*EXERCISE DESCRIPTION*
Reproduce the data word for word from its first line through the line containing "M 496 173 L", with both ends included. Leave the picture out of your answer.

*Labeled region records*

....................

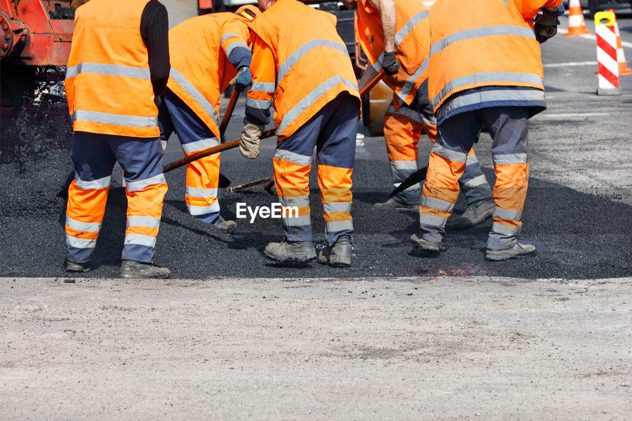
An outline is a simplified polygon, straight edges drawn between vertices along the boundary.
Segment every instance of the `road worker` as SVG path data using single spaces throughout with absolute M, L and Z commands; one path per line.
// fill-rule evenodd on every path
M 298 210 L 298 216 L 286 214 L 285 238 L 268 244 L 265 253 L 277 260 L 305 262 L 316 257 L 308 185 L 316 147 L 327 243 L 319 261 L 349 265 L 351 175 L 360 103 L 347 48 L 330 13 L 296 0 L 259 0 L 258 4 L 264 13 L 250 24 L 253 83 L 240 150 L 248 158 L 258 155 L 273 105 L 277 195 L 282 206 Z
M 358 37 L 370 65 L 360 80 L 362 89 L 380 69 L 384 80 L 394 91 L 384 116 L 384 138 L 394 185 L 396 187 L 417 169 L 417 142 L 425 129 L 434 142 L 436 119 L 428 101 L 428 56 L 430 31 L 428 9 L 418 0 L 342 0 L 349 9 L 358 9 Z M 459 180 L 468 209 L 454 221 L 465 228 L 491 217 L 492 188 L 469 151 L 466 169 Z M 418 212 L 422 190 L 418 184 L 374 209 Z
M 169 77 L 167 9 L 157 0 L 91 0 L 75 23 L 66 73 L 75 171 L 66 270 L 89 270 L 118 161 L 128 202 L 121 276 L 168 278 L 152 263 L 167 192 L 154 102 Z
M 259 14 L 246 5 L 188 19 L 169 31 L 171 71 L 159 107 L 163 147 L 173 131 L 187 156 L 219 145 L 220 95 L 238 71 L 238 91 L 252 81 L 248 24 Z M 217 202 L 219 155 L 187 164 L 185 200 L 194 217 L 231 232 L 237 224 L 220 216 Z
M 496 173 L 485 258 L 535 254 L 518 240 L 529 176 L 527 125 L 546 107 L 538 42 L 555 35 L 563 12 L 561 0 L 442 0 L 430 7 L 428 93 L 438 131 L 413 247 L 439 252 L 457 181 L 484 124 Z

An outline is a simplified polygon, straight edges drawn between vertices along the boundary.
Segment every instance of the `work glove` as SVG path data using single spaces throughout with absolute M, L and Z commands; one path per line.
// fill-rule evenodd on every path
M 235 89 L 237 92 L 243 92 L 252 83 L 252 75 L 250 74 L 250 68 L 245 66 L 240 69 L 239 73 L 235 77 Z
M 553 37 L 557 33 L 558 25 L 559 21 L 557 17 L 549 18 L 544 15 L 538 15 L 533 23 L 535 39 L 542 44 L 549 38 Z
M 264 132 L 264 126 L 253 125 L 245 118 L 243 119 L 243 124 L 241 140 L 239 142 L 239 151 L 246 158 L 254 159 L 259 156 L 259 144 L 261 143 L 261 133 Z
M 399 70 L 399 62 L 395 58 L 394 51 L 384 53 L 384 58 L 382 59 L 382 68 L 388 76 L 392 76 Z

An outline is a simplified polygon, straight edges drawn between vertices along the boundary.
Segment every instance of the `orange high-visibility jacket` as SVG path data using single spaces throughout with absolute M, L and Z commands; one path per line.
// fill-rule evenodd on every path
M 341 92 L 360 98 L 336 17 L 296 0 L 278 0 L 250 24 L 254 50 L 249 107 L 272 102 L 279 140 L 307 122 Z
M 379 71 L 384 54 L 384 34 L 379 12 L 367 3 L 358 1 L 358 39 L 374 68 Z M 417 89 L 428 78 L 430 49 L 428 8 L 420 0 L 394 0 L 395 56 L 399 71 L 384 82 L 404 102 L 410 105 Z
M 73 130 L 158 137 L 140 16 L 148 0 L 92 0 L 76 9 L 66 96 Z
M 231 12 L 188 19 L 169 32 L 171 89 L 219 138 L 219 97 L 236 74 L 228 56 L 250 52 L 248 21 Z
M 483 107 L 526 106 L 532 115 L 544 109 L 544 72 L 533 19 L 540 8 L 556 8 L 561 3 L 434 3 L 430 9 L 428 90 L 437 124 L 459 113 Z M 472 88 L 478 89 L 468 90 Z

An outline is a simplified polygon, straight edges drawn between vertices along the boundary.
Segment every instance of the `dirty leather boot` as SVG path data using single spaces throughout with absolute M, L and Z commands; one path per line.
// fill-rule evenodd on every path
M 318 255 L 318 261 L 322 264 L 329 264 L 334 267 L 344 267 L 351 264 L 351 237 L 341 236 L 331 247 L 325 247 Z
M 288 241 L 285 238 L 281 243 L 269 243 L 264 253 L 280 262 L 307 262 L 316 257 L 316 249 L 312 241 Z
M 494 215 L 495 205 L 492 199 L 475 202 L 469 206 L 463 214 L 454 220 L 453 226 L 457 229 L 469 228 L 480 224 Z
M 535 246 L 532 244 L 521 244 L 517 241 L 512 247 L 502 250 L 487 248 L 485 258 L 488 260 L 497 262 L 515 257 L 530 257 L 536 253 Z
M 121 262 L 121 278 L 133 279 L 166 278 L 171 271 L 166 267 L 157 267 L 153 263 L 143 263 L 134 260 L 123 260 Z
M 374 210 L 410 210 L 411 212 L 418 212 L 419 204 L 405 205 L 403 203 L 399 203 L 394 198 L 391 197 L 384 203 L 376 203 L 373 205 L 372 209 Z
M 226 221 L 221 216 L 218 216 L 212 224 L 216 228 L 227 233 L 232 233 L 237 228 L 237 223 L 234 221 Z
M 70 260 L 66 261 L 66 272 L 88 272 L 90 271 L 90 262 L 76 263 Z
M 410 245 L 413 246 L 415 248 L 420 248 L 424 253 L 427 253 L 430 255 L 438 255 L 439 248 L 441 245 L 441 243 L 424 240 L 422 238 L 422 234 L 420 233 L 413 234 L 413 235 L 410 236 Z

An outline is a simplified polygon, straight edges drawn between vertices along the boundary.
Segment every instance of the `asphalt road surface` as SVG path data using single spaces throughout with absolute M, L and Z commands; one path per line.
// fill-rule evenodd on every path
M 619 13 L 629 63 L 631 18 Z M 351 267 L 268 260 L 278 220 L 237 219 L 232 235 L 197 221 L 179 169 L 155 257 L 174 279 L 112 279 L 125 226 L 117 169 L 92 270 L 71 275 L 56 195 L 71 165 L 52 147 L 68 121 L 21 114 L 19 147 L 0 164 L 0 418 L 629 419 L 632 76 L 622 95 L 596 95 L 594 38 L 562 35 L 542 46 L 548 109 L 530 125 L 532 259 L 486 262 L 489 221 L 449 228 L 437 259 L 413 252 L 418 216 L 371 210 L 392 186 L 384 138 L 361 127 Z M 243 113 L 242 99 L 228 140 Z M 424 164 L 430 143 L 419 145 Z M 475 149 L 493 183 L 490 145 L 483 134 Z M 222 173 L 233 185 L 272 176 L 274 140 L 262 149 L 224 152 Z M 181 156 L 174 137 L 165 161 Z M 230 219 L 238 202 L 274 201 L 261 187 L 220 197 Z

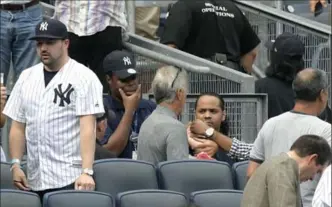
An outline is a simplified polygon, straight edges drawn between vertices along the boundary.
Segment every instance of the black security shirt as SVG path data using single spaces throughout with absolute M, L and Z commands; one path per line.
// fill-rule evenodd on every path
M 239 62 L 260 40 L 232 1 L 179 0 L 169 12 L 161 43 L 202 58 L 223 53 Z

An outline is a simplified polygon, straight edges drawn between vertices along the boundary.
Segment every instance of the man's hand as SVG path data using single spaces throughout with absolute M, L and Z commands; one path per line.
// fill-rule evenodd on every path
M 205 122 L 202 120 L 196 119 L 190 125 L 190 131 L 195 135 L 205 136 L 206 130 L 210 128 Z
M 315 10 L 316 10 L 316 5 L 317 5 L 319 2 L 322 4 L 323 7 L 327 7 L 326 0 L 309 0 L 310 11 L 311 11 L 312 13 L 315 12 Z
M 195 151 L 195 154 L 205 152 L 210 157 L 214 156 L 218 152 L 218 144 L 215 143 L 212 140 L 209 139 L 196 139 L 197 142 L 199 142 L 195 148 L 193 149 Z
M 0 87 L 0 104 L 1 106 L 4 106 L 7 100 L 7 92 L 6 92 L 6 87 L 2 86 Z
M 12 176 L 14 185 L 20 190 L 30 190 L 28 186 L 27 178 L 23 172 L 23 170 L 18 166 L 14 165 L 12 167 Z
M 138 85 L 138 88 L 135 91 L 135 93 L 133 93 L 130 96 L 127 96 L 121 88 L 119 89 L 119 92 L 122 97 L 123 106 L 125 110 L 132 112 L 136 111 L 139 101 L 141 100 L 141 85 Z
M 81 174 L 75 181 L 75 190 L 94 190 L 95 186 L 93 178 L 85 173 Z

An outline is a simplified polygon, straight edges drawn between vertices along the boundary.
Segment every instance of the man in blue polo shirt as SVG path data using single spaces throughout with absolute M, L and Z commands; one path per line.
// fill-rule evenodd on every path
M 132 53 L 113 51 L 103 62 L 110 95 L 104 104 L 109 109 L 108 127 L 102 144 L 119 158 L 136 159 L 136 144 L 141 124 L 156 108 L 152 101 L 141 99 L 136 62 Z

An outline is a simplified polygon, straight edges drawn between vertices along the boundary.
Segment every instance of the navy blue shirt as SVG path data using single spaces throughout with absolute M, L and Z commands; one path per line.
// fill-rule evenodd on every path
M 104 104 L 109 110 L 110 118 L 107 121 L 107 129 L 104 139 L 101 144 L 106 144 L 109 137 L 115 132 L 118 127 L 122 116 L 124 114 L 124 106 L 121 102 L 114 99 L 112 96 L 104 96 Z M 149 100 L 142 99 L 138 105 L 138 108 L 134 114 L 131 131 L 129 132 L 128 142 L 124 150 L 118 156 L 119 158 L 132 158 L 132 153 L 135 150 L 134 144 L 130 141 L 130 136 L 137 136 L 145 119 L 155 110 L 156 104 Z

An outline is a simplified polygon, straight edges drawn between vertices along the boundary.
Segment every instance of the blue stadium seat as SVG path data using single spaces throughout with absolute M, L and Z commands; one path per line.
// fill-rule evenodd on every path
M 115 197 L 118 193 L 158 189 L 156 168 L 153 164 L 131 159 L 105 159 L 94 164 L 96 190 Z
M 164 190 L 137 190 L 118 194 L 117 207 L 185 207 L 184 194 Z
M 210 189 L 234 189 L 229 164 L 210 160 L 167 161 L 158 165 L 162 189 L 190 193 Z
M 12 173 L 10 172 L 10 163 L 1 162 L 1 189 L 15 189 Z
M 43 207 L 113 207 L 114 204 L 111 195 L 95 191 L 55 191 L 46 193 L 43 199 Z
M 41 207 L 40 198 L 35 193 L 22 190 L 1 189 L 0 194 L 1 207 Z
M 240 207 L 242 191 L 205 190 L 193 192 L 190 201 L 199 207 Z
M 244 190 L 247 183 L 247 169 L 249 161 L 242 161 L 233 164 L 235 175 L 235 189 Z

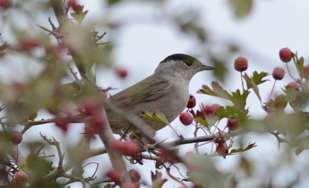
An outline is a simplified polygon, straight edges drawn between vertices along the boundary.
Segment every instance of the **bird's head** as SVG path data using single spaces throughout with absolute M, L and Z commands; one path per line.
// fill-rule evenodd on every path
M 199 72 L 214 69 L 213 67 L 204 65 L 191 56 L 177 53 L 167 57 L 160 62 L 154 72 L 163 76 L 172 75 L 189 81 Z

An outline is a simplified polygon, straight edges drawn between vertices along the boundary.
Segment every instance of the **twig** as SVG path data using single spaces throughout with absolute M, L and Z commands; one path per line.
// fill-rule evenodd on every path
M 241 86 L 243 87 L 243 91 L 245 91 L 245 88 L 243 87 L 243 72 L 240 72 L 240 78 L 241 78 Z
M 41 136 L 43 138 L 44 140 L 49 145 L 55 146 L 57 148 L 57 151 L 58 152 L 58 154 L 59 156 L 59 162 L 58 163 L 58 168 L 57 168 L 57 170 L 59 172 L 60 174 L 62 172 L 64 172 L 65 171 L 64 170 L 62 164 L 63 161 L 63 158 L 64 158 L 65 153 L 64 153 L 63 155 L 62 154 L 62 153 L 61 152 L 61 149 L 60 148 L 59 142 L 57 141 L 53 136 L 52 137 L 53 137 L 53 140 L 52 141 L 50 139 L 48 139 L 46 136 L 43 136 L 40 132 L 40 134 L 41 135 Z
M 269 94 L 269 96 L 268 97 L 268 98 L 267 99 L 267 101 L 266 102 L 266 105 L 267 105 L 267 103 L 268 103 L 268 101 L 269 101 L 269 99 L 270 98 L 270 96 L 271 96 L 271 94 L 273 93 L 273 90 L 275 88 L 275 84 L 276 84 L 276 82 L 277 81 L 277 80 L 275 80 L 275 82 L 273 83 L 273 88 L 271 89 L 271 91 L 270 92 L 270 93 Z
M 97 165 L 97 167 L 95 168 L 95 171 L 94 173 L 93 173 L 93 174 L 92 175 L 92 176 L 91 176 L 91 177 L 90 178 L 90 179 L 92 179 L 92 178 L 93 177 L 95 176 L 95 173 L 96 173 L 97 171 L 98 170 L 98 168 L 99 168 L 99 163 L 96 163 L 95 162 L 92 162 L 92 163 L 88 163 L 88 164 L 87 164 L 86 165 L 84 165 L 84 166 L 83 166 L 82 168 L 85 168 L 85 167 L 86 167 L 87 166 L 87 165 L 88 165 L 90 164 L 96 164 Z
M 292 58 L 293 59 L 293 61 L 294 62 L 294 64 L 296 65 L 296 61 L 295 60 L 295 58 L 294 57 L 294 55 L 292 56 Z M 297 82 L 297 80 L 293 77 L 293 76 L 292 75 L 292 74 L 291 74 L 291 72 L 290 72 L 290 69 L 289 69 L 289 67 L 288 66 L 288 63 L 286 63 L 286 69 L 288 70 L 288 72 L 289 73 L 289 75 L 291 77 L 291 78 L 292 78 L 293 80 L 294 80 L 296 82 Z
M 132 181 L 127 170 L 125 164 L 122 159 L 122 155 L 110 147 L 111 143 L 115 141 L 115 139 L 113 135 L 113 132 L 108 123 L 104 108 L 101 109 L 101 113 L 103 118 L 102 120 L 103 123 L 100 125 L 100 129 L 98 134 L 105 146 L 113 168 L 121 172 L 121 184 L 124 183 L 131 183 Z
M 171 178 L 174 180 L 175 180 L 176 182 L 177 182 L 180 184 L 181 184 L 182 185 L 184 186 L 185 187 L 186 187 L 186 188 L 188 188 L 188 187 L 187 186 L 186 184 L 184 184 L 184 183 L 183 182 L 180 181 L 178 179 L 177 179 L 176 177 L 175 177 L 174 176 L 173 176 L 172 175 L 171 175 L 171 173 L 170 173 L 170 169 L 171 169 L 169 168 L 168 168 L 166 169 L 166 173 L 167 174 L 167 175 L 168 175 L 168 176 L 170 177 Z
M 55 27 L 55 26 L 54 25 L 54 24 L 53 24 L 53 23 L 52 22 L 52 20 L 50 20 L 50 17 L 48 17 L 48 21 L 49 22 L 49 23 L 52 26 L 52 28 L 53 28 L 53 31 L 56 29 L 57 28 L 56 28 L 56 27 Z
M 198 126 L 198 123 L 196 122 L 195 125 L 195 130 L 194 130 L 194 133 L 193 133 L 193 135 L 194 135 L 195 138 L 196 138 L 197 136 L 197 130 L 199 128 Z M 198 151 L 198 143 L 196 142 L 194 144 L 194 150 L 195 151 L 196 154 L 199 154 L 200 152 Z
M 74 71 L 73 71 L 73 69 L 70 67 L 70 66 L 68 65 L 68 67 L 69 68 L 69 70 L 70 70 L 70 73 L 72 75 L 73 77 L 74 77 L 75 79 L 77 81 L 79 81 L 79 79 L 78 79 L 78 77 L 77 77 L 77 75 L 76 75 L 76 73 L 74 72 Z

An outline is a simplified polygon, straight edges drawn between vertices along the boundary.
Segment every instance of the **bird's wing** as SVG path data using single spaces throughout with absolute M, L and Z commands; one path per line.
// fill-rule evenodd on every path
M 154 100 L 164 95 L 170 87 L 169 82 L 150 76 L 110 97 L 110 105 L 121 107 Z M 108 108 L 108 105 L 105 108 Z

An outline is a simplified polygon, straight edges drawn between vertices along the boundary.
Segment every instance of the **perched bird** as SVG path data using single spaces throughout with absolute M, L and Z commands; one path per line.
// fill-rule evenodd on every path
M 189 83 L 193 76 L 201 71 L 214 69 L 188 55 L 179 53 L 167 57 L 160 62 L 152 75 L 106 100 L 104 108 L 113 132 L 119 133 L 131 125 L 122 114 L 113 109 L 140 117 L 142 112 L 154 113 L 157 108 L 171 122 L 187 106 L 189 96 Z M 84 122 L 87 118 L 85 113 L 74 117 L 76 118 L 72 118 L 71 122 Z M 166 126 L 154 120 L 141 118 L 155 131 Z M 34 125 L 54 122 L 54 120 L 51 119 L 26 124 Z
M 173 54 L 160 62 L 152 75 L 115 94 L 108 99 L 108 102 L 110 105 L 138 116 L 146 110 L 154 113 L 157 107 L 170 122 L 188 104 L 189 83 L 193 76 L 201 71 L 214 69 L 192 56 Z M 110 110 L 109 105 L 105 107 L 114 132 L 125 129 L 130 125 L 121 115 Z M 154 120 L 141 118 L 156 131 L 166 126 Z

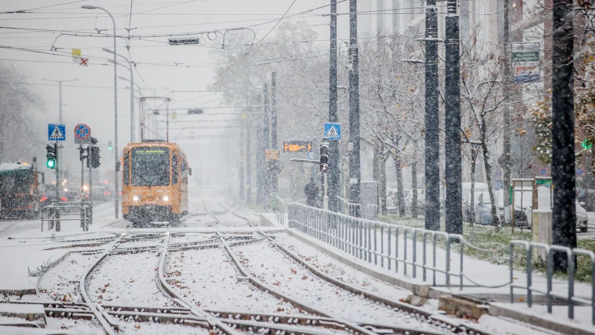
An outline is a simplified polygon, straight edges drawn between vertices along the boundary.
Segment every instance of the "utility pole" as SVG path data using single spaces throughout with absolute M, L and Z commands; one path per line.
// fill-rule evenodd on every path
M 328 69 L 328 122 L 338 122 L 337 116 L 337 0 L 331 0 L 330 48 Z M 339 141 L 329 141 L 328 209 L 337 212 L 340 171 Z
M 358 2 L 349 0 L 349 201 L 360 203 L 359 66 L 358 55 Z M 359 209 L 355 215 L 359 216 Z
M 271 143 L 271 138 L 269 135 L 268 128 L 270 126 L 270 120 L 268 118 L 268 83 L 267 82 L 264 82 L 264 85 L 262 88 L 262 101 L 263 104 L 264 105 L 264 108 L 263 110 L 264 111 L 264 114 L 262 117 L 262 141 L 263 146 L 264 150 L 260 154 L 265 156 L 264 150 L 268 149 L 269 146 Z M 262 205 L 264 207 L 265 209 L 268 209 L 269 204 L 269 196 L 270 195 L 271 191 L 270 190 L 270 185 L 271 185 L 271 175 L 270 170 L 268 168 L 268 160 L 265 157 L 264 159 L 264 165 L 263 165 L 263 174 L 264 175 L 264 179 L 262 182 Z
M 251 122 L 246 118 L 246 203 L 250 203 L 252 200 L 252 176 L 251 160 L 250 157 L 250 133 Z
M 509 20 L 509 9 L 508 4 L 509 0 L 503 0 L 504 1 L 504 32 L 502 34 L 503 39 L 504 40 L 502 44 L 502 55 L 504 57 L 504 87 L 503 88 L 502 93 L 504 94 L 505 101 L 510 101 L 510 94 L 511 94 L 511 44 L 510 44 L 510 24 Z M 508 188 L 511 187 L 511 106 L 509 104 L 506 104 L 504 107 L 504 110 L 503 111 L 503 120 L 504 122 L 504 136 L 502 140 L 502 146 L 503 146 L 503 176 L 502 176 L 502 190 L 503 194 L 504 194 L 504 212 L 505 212 L 505 221 L 506 221 L 506 213 L 508 213 L 508 220 L 510 221 L 511 217 L 511 199 L 510 194 L 508 192 Z M 494 220 L 494 222 L 496 221 Z M 512 222 L 512 221 L 511 221 Z M 513 227 L 513 229 L 514 228 Z M 498 230 L 498 227 L 496 227 L 496 231 Z
M 256 97 L 258 104 L 261 104 L 262 101 L 261 97 L 259 95 Z M 264 116 L 263 121 L 260 125 L 260 132 L 261 134 L 265 131 Z M 265 192 L 265 164 L 267 163 L 264 157 L 264 151 L 267 149 L 265 138 L 264 136 L 256 137 L 256 203 L 260 205 L 264 204 L 263 200 Z
M 577 246 L 572 5 L 572 0 L 553 1 L 552 85 L 552 243 L 571 248 Z M 559 269 L 572 266 L 565 253 L 555 253 L 553 260 Z
M 242 141 L 242 139 L 243 138 L 243 137 L 244 137 L 244 136 L 243 136 L 244 134 L 243 133 L 244 133 L 243 128 L 242 128 L 242 127 L 240 127 L 240 136 L 239 136 L 239 140 L 240 140 L 240 142 Z M 238 166 L 237 166 L 237 173 L 239 173 L 239 176 L 238 176 L 239 177 L 238 179 L 239 179 L 239 181 L 240 181 L 240 189 L 239 189 L 240 197 L 240 198 L 243 198 L 244 196 L 244 196 L 245 195 L 245 193 L 244 193 L 244 190 L 245 190 L 245 188 L 244 188 L 244 182 L 245 182 L 245 179 L 244 179 L 244 165 L 242 163 L 242 159 L 243 158 L 245 154 L 248 155 L 248 153 L 245 151 L 245 150 L 244 150 L 245 149 L 244 146 L 242 145 L 241 143 L 240 143 L 239 147 L 240 147 L 240 156 L 238 157 L 237 160 L 237 165 Z
M 76 80 L 78 80 L 79 79 L 68 79 L 67 80 L 54 80 L 54 79 L 46 79 L 45 78 L 43 78 L 43 80 L 45 80 L 45 81 L 46 81 L 46 82 L 55 82 L 55 83 L 58 83 L 58 103 L 59 104 L 59 106 L 58 106 L 58 123 L 62 123 L 62 83 L 67 83 L 67 82 L 75 82 Z M 60 150 L 60 147 L 58 147 L 58 148 L 57 149 L 57 150 Z M 58 151 L 57 151 L 57 153 L 58 153 Z M 58 169 L 60 168 L 60 166 L 58 166 L 58 162 L 57 160 L 56 161 L 56 173 L 57 173 L 56 175 L 57 176 L 58 176 Z M 57 178 L 58 177 L 57 177 Z M 58 179 L 57 179 L 56 180 L 57 181 Z M 57 185 L 57 187 L 58 184 L 57 184 L 56 185 Z
M 456 0 L 446 2 L 445 24 L 446 232 L 463 233 L 461 203 L 461 88 L 459 55 L 459 17 Z
M 278 149 L 277 145 L 277 73 L 274 71 L 271 73 L 271 147 L 269 148 L 274 150 Z M 274 162 L 275 164 L 272 165 L 271 169 L 271 185 L 270 186 L 271 193 L 277 193 L 279 189 L 279 168 L 276 164 L 278 162 Z
M 440 126 L 438 112 L 438 13 L 436 0 L 425 8 L 425 229 L 440 229 Z

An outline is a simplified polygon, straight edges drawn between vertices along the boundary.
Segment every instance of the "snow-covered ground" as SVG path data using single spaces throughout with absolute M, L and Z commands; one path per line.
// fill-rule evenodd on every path
M 198 196 L 192 199 L 190 213 L 176 227 L 132 228 L 114 218 L 112 203 L 95 206 L 89 232 L 76 224 L 64 224 L 57 232 L 41 231 L 39 221 L 2 222 L 0 290 L 10 303 L 0 319 L 0 333 L 94 334 L 117 327 L 125 334 L 197 334 L 221 327 L 257 333 L 274 324 L 275 329 L 305 327 L 312 333 L 362 331 L 358 327 L 371 325 L 385 327 L 377 328 L 380 332 L 395 327 L 449 331 L 419 315 L 440 315 L 437 300 L 411 313 L 349 291 L 318 277 L 257 229 L 309 266 L 356 290 L 393 302 L 406 301 L 411 294 L 337 261 L 283 227 L 261 226 L 257 215 L 212 190 L 194 194 Z M 43 331 L 19 327 L 30 322 L 18 313 L 23 306 L 34 306 L 26 302 L 45 308 L 48 316 L 52 311 L 52 317 L 41 321 Z M 101 312 L 105 308 L 110 312 Z M 321 317 L 333 321 L 317 323 Z M 497 324 L 494 319 L 508 325 L 506 330 L 490 326 Z M 449 320 L 453 324 L 461 321 Z M 511 320 L 481 321 L 494 333 L 537 331 Z M 347 328 L 327 328 L 331 324 Z M 511 331 L 515 324 L 525 331 Z

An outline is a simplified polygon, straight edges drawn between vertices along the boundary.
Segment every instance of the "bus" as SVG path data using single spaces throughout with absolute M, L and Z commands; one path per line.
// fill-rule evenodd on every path
M 33 219 L 39 214 L 43 173 L 25 162 L 0 163 L 0 218 Z
M 186 156 L 176 143 L 130 143 L 122 157 L 122 213 L 133 227 L 180 223 L 188 213 Z

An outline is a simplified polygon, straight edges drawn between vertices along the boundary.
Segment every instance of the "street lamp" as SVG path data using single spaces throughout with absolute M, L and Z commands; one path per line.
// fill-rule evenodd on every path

....................

*COMPLETED TASK*
An outline is a simplified polygon, straight edges drawn between vertices along the boundary.
Segment every instance of the `road worker` as SVG path data using single spaces throughout with absolute M, L and Z commands; one path per line.
// fill-rule evenodd on every path
M 298 210 L 298 216 L 286 214 L 285 238 L 268 244 L 265 253 L 277 260 L 305 262 L 316 257 L 308 185 L 316 147 L 327 243 L 319 261 L 349 265 L 351 175 L 360 103 L 347 48 L 330 13 L 296 0 L 259 0 L 258 4 L 264 13 L 250 24 L 253 83 L 240 150 L 248 158 L 258 155 L 273 105 L 277 195 L 282 206 Z
M 358 37 L 370 65 L 360 80 L 362 89 L 380 69 L 384 80 L 394 91 L 384 116 L 384 138 L 394 185 L 396 187 L 417 169 L 417 142 L 425 129 L 434 142 L 436 119 L 428 101 L 428 56 L 430 31 L 428 9 L 418 0 L 342 0 L 349 9 L 358 9 Z M 459 180 L 468 209 L 454 221 L 465 228 L 491 217 L 492 188 L 469 151 L 466 169 Z M 418 212 L 422 190 L 418 184 L 374 209 Z
M 169 77 L 167 9 L 157 0 L 91 0 L 75 23 L 66 73 L 75 171 L 66 270 L 89 270 L 118 161 L 128 202 L 121 276 L 168 278 L 152 263 L 167 192 L 154 102 Z
M 259 14 L 246 5 L 188 19 L 169 31 L 171 71 L 159 107 L 163 147 L 173 131 L 187 156 L 219 145 L 220 95 L 238 71 L 238 91 L 252 81 L 248 24 Z M 217 202 L 219 155 L 187 164 L 185 200 L 194 217 L 231 232 L 237 224 L 220 216 Z
M 496 173 L 485 258 L 535 254 L 518 240 L 529 176 L 527 125 L 546 107 L 538 42 L 555 35 L 563 12 L 561 0 L 442 0 L 430 7 L 428 93 L 438 131 L 413 247 L 439 252 L 457 181 L 484 124 Z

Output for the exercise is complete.